--- Исходные данные ---

++++++++

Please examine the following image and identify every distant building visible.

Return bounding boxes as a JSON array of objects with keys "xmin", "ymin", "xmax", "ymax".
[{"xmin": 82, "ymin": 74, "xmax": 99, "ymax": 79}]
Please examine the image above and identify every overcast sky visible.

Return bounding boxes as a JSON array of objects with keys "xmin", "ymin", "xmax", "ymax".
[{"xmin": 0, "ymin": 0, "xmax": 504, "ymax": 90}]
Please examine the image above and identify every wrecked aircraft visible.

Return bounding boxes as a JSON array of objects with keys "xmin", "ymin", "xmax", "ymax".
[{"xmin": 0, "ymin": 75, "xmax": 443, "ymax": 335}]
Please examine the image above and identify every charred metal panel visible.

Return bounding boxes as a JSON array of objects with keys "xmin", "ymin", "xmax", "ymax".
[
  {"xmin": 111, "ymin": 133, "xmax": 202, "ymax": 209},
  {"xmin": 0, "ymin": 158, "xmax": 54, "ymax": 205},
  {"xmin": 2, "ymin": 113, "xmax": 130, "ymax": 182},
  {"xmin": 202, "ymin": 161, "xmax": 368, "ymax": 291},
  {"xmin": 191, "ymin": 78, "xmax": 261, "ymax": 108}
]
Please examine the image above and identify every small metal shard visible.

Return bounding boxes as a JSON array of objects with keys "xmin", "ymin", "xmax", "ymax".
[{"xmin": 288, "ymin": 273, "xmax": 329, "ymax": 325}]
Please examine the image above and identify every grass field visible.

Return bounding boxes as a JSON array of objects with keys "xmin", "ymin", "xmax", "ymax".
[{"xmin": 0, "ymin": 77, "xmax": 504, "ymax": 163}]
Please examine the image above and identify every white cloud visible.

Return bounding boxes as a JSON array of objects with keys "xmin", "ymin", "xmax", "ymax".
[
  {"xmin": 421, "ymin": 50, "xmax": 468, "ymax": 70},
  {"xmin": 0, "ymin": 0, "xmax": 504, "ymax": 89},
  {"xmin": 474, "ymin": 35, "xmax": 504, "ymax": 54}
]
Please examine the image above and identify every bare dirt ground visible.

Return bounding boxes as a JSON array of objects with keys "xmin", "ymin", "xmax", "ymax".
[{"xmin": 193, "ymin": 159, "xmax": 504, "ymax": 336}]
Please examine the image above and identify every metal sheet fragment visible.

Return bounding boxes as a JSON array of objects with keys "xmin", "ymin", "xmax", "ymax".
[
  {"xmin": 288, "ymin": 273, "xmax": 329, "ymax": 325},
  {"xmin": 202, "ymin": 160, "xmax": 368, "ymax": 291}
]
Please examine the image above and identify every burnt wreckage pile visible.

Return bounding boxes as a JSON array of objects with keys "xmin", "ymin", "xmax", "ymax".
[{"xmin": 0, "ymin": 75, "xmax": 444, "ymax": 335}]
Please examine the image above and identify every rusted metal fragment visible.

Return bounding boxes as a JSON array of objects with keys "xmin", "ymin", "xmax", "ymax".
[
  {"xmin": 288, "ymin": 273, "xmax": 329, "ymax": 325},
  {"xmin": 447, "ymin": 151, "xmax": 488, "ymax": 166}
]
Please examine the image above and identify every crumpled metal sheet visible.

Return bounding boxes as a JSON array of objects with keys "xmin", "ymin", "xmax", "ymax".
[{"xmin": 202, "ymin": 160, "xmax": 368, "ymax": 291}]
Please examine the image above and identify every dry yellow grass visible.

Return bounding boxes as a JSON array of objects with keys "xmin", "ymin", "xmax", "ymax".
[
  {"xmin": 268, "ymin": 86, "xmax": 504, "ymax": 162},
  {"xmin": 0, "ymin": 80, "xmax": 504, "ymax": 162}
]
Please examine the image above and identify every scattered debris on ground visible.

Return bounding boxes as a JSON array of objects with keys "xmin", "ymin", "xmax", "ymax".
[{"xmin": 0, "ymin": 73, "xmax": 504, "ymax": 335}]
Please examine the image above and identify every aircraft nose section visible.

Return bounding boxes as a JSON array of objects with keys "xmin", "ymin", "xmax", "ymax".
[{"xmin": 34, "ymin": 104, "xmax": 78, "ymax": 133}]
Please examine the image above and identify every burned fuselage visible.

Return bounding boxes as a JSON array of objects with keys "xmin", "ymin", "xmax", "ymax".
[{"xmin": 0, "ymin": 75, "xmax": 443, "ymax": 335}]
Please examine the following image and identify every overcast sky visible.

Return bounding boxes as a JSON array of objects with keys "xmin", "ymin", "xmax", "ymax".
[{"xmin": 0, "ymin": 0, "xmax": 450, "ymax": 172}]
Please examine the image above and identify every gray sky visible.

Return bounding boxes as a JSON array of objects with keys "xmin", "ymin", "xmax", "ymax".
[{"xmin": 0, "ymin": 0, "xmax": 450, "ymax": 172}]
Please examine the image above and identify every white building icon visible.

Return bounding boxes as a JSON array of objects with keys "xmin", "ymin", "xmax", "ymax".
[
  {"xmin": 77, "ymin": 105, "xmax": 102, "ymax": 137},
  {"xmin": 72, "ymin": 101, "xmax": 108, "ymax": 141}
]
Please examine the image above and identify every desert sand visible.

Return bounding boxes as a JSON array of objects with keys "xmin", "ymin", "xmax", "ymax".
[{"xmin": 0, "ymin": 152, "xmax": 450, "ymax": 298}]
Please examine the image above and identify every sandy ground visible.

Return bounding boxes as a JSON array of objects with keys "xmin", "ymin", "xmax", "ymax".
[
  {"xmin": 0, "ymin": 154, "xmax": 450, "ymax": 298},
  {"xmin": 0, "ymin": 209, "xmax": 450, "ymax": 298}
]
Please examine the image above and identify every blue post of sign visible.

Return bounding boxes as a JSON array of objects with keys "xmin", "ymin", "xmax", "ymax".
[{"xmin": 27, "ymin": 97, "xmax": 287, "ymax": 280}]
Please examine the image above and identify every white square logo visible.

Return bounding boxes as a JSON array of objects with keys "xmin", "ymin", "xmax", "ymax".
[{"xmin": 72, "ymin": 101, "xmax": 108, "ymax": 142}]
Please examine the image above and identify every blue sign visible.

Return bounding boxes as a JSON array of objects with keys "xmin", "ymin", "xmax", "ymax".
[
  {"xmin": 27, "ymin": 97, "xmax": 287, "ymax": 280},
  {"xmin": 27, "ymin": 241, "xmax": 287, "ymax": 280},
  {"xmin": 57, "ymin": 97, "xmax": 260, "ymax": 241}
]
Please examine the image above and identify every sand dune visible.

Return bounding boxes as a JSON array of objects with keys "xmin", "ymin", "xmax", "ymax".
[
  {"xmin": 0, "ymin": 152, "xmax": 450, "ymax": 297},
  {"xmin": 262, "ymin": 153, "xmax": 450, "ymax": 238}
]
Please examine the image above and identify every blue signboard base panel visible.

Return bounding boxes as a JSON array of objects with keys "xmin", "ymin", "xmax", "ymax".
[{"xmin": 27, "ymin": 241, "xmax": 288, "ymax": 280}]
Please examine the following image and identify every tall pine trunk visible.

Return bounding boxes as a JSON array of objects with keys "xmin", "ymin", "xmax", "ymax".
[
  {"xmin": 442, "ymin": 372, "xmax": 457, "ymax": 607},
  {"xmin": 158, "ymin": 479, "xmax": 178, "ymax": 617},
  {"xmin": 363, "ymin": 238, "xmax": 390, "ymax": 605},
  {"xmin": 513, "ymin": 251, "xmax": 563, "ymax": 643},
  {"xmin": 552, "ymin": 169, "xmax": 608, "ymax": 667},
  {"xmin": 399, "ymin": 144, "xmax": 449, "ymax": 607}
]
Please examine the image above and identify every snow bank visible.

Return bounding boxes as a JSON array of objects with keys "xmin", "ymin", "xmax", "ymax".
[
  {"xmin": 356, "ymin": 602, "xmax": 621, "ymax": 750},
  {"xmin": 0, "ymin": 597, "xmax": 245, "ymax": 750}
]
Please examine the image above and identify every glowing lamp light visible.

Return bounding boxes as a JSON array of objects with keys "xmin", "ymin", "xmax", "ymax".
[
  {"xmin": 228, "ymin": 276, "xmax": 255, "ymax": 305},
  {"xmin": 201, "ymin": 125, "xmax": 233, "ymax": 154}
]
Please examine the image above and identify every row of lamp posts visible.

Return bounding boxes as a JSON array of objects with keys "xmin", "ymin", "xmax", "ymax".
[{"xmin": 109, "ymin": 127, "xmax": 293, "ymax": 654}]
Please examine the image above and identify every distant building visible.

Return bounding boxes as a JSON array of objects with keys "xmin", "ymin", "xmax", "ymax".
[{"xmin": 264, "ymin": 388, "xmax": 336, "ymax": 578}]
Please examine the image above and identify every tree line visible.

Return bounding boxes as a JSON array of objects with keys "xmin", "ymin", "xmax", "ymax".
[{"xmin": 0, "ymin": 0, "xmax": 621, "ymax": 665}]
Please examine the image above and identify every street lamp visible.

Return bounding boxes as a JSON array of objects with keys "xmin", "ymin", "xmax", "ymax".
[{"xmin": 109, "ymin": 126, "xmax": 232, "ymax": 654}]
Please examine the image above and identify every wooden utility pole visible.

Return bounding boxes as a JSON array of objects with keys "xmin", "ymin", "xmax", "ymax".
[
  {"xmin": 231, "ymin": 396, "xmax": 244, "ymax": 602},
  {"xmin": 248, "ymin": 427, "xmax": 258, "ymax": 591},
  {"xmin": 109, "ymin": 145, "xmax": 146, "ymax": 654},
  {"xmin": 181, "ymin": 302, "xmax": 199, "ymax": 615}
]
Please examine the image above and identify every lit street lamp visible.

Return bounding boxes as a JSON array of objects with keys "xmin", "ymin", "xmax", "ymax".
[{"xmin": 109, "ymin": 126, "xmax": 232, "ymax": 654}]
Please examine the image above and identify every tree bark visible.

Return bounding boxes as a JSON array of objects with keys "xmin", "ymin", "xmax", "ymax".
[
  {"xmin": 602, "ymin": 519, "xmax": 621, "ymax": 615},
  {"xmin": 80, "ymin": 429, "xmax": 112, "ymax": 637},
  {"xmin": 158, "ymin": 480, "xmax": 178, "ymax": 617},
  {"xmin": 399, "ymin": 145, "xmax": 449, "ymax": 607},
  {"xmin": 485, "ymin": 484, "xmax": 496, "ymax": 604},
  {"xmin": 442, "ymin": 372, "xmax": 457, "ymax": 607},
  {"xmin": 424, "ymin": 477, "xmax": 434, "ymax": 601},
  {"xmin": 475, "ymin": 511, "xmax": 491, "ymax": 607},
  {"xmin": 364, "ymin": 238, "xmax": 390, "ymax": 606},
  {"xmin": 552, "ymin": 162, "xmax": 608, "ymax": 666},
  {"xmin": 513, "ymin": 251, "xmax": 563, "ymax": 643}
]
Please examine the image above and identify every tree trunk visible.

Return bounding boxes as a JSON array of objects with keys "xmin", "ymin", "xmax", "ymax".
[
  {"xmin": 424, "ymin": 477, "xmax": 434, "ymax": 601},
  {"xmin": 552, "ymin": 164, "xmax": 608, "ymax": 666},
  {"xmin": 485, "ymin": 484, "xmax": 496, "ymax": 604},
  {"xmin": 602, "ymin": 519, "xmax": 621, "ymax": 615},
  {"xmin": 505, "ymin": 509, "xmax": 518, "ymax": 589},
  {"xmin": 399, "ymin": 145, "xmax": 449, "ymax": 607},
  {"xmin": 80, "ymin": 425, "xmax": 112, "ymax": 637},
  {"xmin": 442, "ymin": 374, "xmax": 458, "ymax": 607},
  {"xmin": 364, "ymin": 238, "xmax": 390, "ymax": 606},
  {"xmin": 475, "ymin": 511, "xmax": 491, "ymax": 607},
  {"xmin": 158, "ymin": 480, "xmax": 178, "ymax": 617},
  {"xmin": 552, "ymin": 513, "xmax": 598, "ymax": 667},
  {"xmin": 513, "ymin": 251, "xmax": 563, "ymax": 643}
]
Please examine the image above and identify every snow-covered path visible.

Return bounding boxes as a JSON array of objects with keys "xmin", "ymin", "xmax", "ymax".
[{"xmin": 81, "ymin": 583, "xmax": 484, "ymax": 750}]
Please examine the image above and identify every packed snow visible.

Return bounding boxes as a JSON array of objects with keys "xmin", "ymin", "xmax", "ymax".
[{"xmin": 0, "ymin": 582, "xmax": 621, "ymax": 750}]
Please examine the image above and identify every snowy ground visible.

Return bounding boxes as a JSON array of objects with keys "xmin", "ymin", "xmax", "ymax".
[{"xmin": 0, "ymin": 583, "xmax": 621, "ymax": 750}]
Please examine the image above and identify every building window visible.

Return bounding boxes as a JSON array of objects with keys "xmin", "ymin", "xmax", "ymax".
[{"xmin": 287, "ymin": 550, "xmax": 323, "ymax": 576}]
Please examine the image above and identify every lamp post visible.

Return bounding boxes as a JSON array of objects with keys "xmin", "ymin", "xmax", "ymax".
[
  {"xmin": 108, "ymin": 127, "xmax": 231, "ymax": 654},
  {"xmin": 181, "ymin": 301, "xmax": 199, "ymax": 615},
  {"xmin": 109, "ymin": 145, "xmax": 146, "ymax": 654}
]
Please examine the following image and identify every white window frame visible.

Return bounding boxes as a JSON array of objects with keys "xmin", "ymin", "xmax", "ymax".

++++++++

--- Задание ---
Отредактируйте фрагмент записей, который начинается со строки, содержащей «Please examine the image above and identify every building», и продолжается до конца записей включительно: замените «lamp post» на «street lamp», оставив всё остальное без изменений. Приведите этот фрагмент целиком.

--- Ответ на задание ---
Please examine the image above and identify every building window visible.

Return bounding boxes as a JSON array of objects with keys "xmin", "ymin", "xmax", "ymax".
[{"xmin": 287, "ymin": 550, "xmax": 323, "ymax": 576}]
Please examine the image above and identify every street lamp visible.

Return bounding boxes as a JSON array of objects with keys "xmin", "ymin", "xmax", "ymax".
[
  {"xmin": 108, "ymin": 127, "xmax": 231, "ymax": 654},
  {"xmin": 181, "ymin": 301, "xmax": 199, "ymax": 615},
  {"xmin": 109, "ymin": 145, "xmax": 146, "ymax": 654}
]
Please examine the following image and identify every white window frame visible.

Return bounding boxes as a JSON array of objects with keys "xmin", "ymin", "xmax", "ymax".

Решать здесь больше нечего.